◆ TASK OBJECTIVE
Using the data below, return all lines in which "grey" appears.

◆ ◆ ◆ ◆

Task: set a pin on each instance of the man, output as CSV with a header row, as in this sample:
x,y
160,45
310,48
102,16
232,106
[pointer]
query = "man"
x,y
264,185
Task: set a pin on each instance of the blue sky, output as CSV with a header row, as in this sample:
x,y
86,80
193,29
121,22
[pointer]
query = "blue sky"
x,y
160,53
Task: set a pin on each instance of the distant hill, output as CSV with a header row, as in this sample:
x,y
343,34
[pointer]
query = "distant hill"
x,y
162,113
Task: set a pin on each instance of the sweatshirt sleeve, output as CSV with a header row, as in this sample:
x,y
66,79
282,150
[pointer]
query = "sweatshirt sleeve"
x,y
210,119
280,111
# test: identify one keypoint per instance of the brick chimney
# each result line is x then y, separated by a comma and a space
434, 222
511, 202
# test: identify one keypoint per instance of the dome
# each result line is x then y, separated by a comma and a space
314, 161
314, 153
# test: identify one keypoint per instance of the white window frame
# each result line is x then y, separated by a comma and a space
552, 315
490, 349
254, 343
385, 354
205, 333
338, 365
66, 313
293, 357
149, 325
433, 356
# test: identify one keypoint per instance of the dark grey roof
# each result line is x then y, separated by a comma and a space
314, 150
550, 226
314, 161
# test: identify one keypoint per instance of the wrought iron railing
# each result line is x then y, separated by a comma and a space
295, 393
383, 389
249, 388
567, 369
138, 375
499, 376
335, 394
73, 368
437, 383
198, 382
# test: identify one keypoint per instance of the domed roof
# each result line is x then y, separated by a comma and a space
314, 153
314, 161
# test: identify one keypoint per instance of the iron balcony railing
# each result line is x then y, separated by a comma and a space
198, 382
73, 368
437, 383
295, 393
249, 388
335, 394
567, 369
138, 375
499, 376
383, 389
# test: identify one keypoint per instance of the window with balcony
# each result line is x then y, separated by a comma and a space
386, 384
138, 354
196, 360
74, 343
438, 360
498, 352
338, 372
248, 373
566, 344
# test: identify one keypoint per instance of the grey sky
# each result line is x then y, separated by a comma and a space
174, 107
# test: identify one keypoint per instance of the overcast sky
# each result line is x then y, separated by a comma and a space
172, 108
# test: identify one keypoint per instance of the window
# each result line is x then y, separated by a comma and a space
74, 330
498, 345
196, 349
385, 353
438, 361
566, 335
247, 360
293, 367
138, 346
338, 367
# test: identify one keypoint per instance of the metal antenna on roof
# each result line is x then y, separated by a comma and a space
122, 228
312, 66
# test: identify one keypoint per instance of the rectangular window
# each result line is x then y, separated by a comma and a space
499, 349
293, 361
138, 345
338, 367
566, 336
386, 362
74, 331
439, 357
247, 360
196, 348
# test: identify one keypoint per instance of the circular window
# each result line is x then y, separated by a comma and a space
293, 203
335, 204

◆ ◆ ◆ ◆

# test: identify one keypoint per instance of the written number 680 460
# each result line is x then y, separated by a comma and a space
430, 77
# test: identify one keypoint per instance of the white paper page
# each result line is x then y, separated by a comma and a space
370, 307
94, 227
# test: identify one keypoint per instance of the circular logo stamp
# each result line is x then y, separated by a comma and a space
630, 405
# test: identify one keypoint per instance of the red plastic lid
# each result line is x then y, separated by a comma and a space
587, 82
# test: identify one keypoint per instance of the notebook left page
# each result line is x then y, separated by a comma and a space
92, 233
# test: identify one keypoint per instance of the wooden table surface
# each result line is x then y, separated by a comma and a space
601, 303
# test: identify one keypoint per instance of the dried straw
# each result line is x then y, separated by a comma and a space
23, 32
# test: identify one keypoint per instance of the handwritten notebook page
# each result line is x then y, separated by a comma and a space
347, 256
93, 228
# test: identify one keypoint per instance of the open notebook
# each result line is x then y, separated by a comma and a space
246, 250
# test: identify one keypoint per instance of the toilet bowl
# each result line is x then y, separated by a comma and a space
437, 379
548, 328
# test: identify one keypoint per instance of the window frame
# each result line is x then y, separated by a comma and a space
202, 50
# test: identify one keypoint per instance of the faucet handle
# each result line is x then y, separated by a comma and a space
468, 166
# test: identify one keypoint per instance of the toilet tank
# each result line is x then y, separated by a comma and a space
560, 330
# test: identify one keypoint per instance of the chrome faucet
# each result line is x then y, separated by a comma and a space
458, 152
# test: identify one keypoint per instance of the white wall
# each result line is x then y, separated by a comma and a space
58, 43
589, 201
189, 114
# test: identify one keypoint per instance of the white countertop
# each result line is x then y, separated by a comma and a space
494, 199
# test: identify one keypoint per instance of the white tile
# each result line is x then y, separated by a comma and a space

◆ ◆ ◆ ◆

◆ ANSWER TO THE PROBLEM
# test: identify one keypoint per instance of the dark grey roof
# test: identify one keypoint per instance of the grey sky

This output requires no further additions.